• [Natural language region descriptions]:
━━━

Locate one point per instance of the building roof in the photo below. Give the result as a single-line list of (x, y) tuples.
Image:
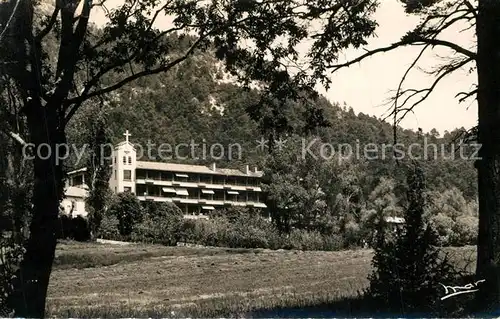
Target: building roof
[(124, 143), (395, 220), (84, 169), (201, 169), (73, 191)]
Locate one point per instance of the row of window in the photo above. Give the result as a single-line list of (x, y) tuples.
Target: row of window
[(197, 178), (208, 194), (126, 159)]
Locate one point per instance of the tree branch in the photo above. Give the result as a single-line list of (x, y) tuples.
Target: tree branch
[(50, 25), (77, 101)]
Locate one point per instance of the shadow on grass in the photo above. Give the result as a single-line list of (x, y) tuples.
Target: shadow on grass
[(364, 307)]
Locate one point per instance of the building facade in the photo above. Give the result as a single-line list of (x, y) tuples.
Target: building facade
[(195, 189)]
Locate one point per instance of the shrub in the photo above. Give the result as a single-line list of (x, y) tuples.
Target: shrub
[(464, 231), (109, 227), (161, 225), (408, 269), (127, 208)]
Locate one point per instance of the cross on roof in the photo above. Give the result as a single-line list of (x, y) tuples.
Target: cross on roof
[(127, 134)]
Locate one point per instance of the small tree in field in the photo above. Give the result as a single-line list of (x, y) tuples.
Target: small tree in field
[(128, 210), (408, 269)]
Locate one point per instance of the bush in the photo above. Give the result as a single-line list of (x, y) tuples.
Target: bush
[(109, 227), (241, 228), (408, 270), (161, 225), (127, 208), (76, 228)]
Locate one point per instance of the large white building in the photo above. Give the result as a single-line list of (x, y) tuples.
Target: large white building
[(195, 189)]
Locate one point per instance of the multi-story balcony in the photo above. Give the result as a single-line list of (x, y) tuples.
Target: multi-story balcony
[(198, 185)]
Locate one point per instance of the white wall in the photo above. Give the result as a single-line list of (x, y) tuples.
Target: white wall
[(117, 182), (79, 206)]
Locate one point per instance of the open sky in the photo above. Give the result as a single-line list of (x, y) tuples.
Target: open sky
[(367, 86)]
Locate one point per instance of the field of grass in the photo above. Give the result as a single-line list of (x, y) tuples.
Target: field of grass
[(102, 280)]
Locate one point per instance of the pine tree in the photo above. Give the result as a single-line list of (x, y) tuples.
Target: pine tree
[(408, 269)]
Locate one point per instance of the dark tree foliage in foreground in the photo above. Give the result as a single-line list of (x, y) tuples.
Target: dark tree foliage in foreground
[(48, 90), (408, 269)]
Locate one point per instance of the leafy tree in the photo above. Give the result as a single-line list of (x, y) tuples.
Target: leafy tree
[(408, 270), (98, 170)]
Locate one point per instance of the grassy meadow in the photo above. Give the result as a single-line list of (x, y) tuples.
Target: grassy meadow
[(105, 280)]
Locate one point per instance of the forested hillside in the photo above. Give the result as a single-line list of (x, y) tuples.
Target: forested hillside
[(199, 104)]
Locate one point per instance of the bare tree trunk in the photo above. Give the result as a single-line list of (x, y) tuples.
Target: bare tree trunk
[(33, 277), (488, 69)]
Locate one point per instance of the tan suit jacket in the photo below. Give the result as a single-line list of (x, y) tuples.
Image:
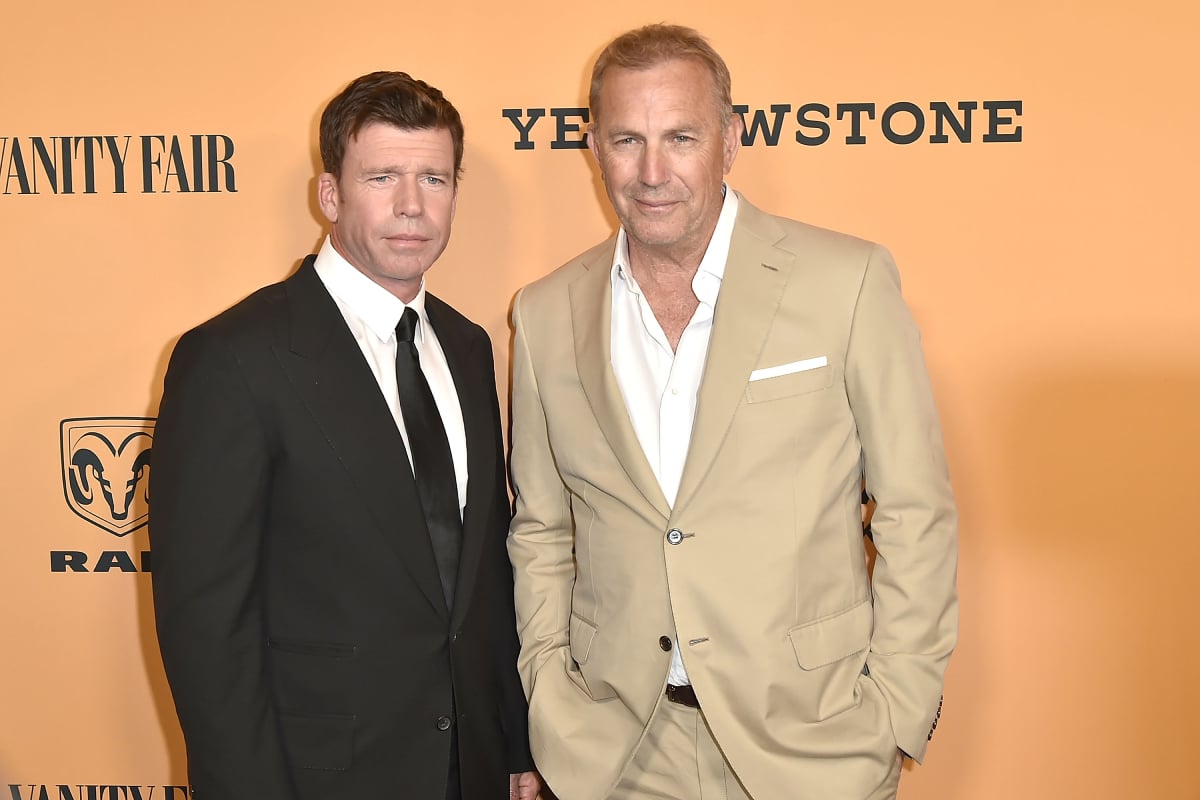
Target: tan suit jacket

━━━

• [The problem]: Leave the pictures aside and give every entry above again word for word.

• [Task response]:
Locate one point per instance of the building roof in the photo below. Give the result as a single-line list of (x, y) tuples.
Image:
Target: building roof
[(124, 143), (395, 220), (84, 169), (201, 169), (73, 191)]
Locate one point per instance of the row of window in the photo above. Give the result as a single-line list of (x, y) tuples.
Target: row of window
[(197, 178), (208, 194), (126, 159)]
Locate one point per instance of the tree branch in the photo above. Give the result as a single-line list of (x, y) tuples.
Target: tree branch
[(50, 25), (77, 101)]
Locate one point per instance of the shadow on grass in the photo above. Give the result as a single-line list of (x, y) tuples.
Target: shadow on grass
[(364, 307)]
Locate one point per instance of the building facade in the photo above. Give the result as a single-line list of (x, y) tuples.
Target: building facade
[(195, 189)]
Locate one point per instance of the shrub in the photo above. Give the result as a single-line list of (x, y) tuples.
Target: shrub
[(464, 231), (109, 227), (161, 225), (408, 269), (127, 208)]
Locate one point per instance of the cross on roof in the photo above. Give the result as a single-line list of (x, y) tuples.
Target: cross on roof
[(127, 134)]
Locate one point per instance of the small tree in field in the photo above. Give the result as a single-line list of (x, y) tuples.
Target: small tree in field
[(128, 210), (408, 269)]
Locate one point per instance of the bush in the photo above. Give the result as a single-line list of (x, y) tuples.
Target: bush
[(109, 227), (241, 228), (408, 270), (161, 225), (127, 208), (76, 228)]
Locate one point per instance of the large white building in the photo above. Give the result as a single-line list of (x, y) tuples.
Target: large white building
[(195, 189)]
Locate one point per instance of the multi-story balcony in the photo above. Give the result as a single-line list of (x, y) tuples.
Target: multi-story balcony
[(198, 185)]
Locate one point per instance of the white wall in the photo above. Give the result as a single-line list of (x, y) tuples.
Target: white wall
[(117, 182), (79, 206)]
Locate one point per instance of the open sky in the photo above. Give the result as a single-line list of (x, y) tuples.
Target: open sky
[(367, 86)]
Locate one point per instance of the field of grass in the photo above. Give the result as a single-line list of (x, y) tuples.
Target: field of grass
[(102, 280)]
Locate one point per instance of the pine tree in the photo above. Give the result as a single-line list of (x, y) tuples.
Target: pine tree
[(408, 269)]
Locate one point per instance of the dark tree foliage in foreground in the photo above. Give the result as a single-line list of (x, y) tuples.
Target: dark tree foliage in foreground
[(48, 90), (408, 269)]
Locate one point per instance of the leafy tree in the photo above. Give the result as a single-line list of (x, y) tuples.
Target: leafy tree
[(408, 270), (98, 170)]
Locate one point per instance of the grassy meadow in the photo above. Give the result as a single-line list of (x, y) tuples.
Target: grassy meadow
[(105, 280)]
Locate one point per instance of the forested hillside in the photo above. Give the result as a single-line list of (x, y) tuples.
Target: forested hillside
[(199, 104)]
Locate one point per instance of the bare tree trunk in the photo above. Give the result as a single-line list of (x, y) tuples.
Target: bare tree trunk
[(33, 277), (488, 69)]
Locate one point per instance of the tan suit jacket in the photo below. Give the result as a single-line list of (x, y) tuples.
Image:
Target: tan suit jacket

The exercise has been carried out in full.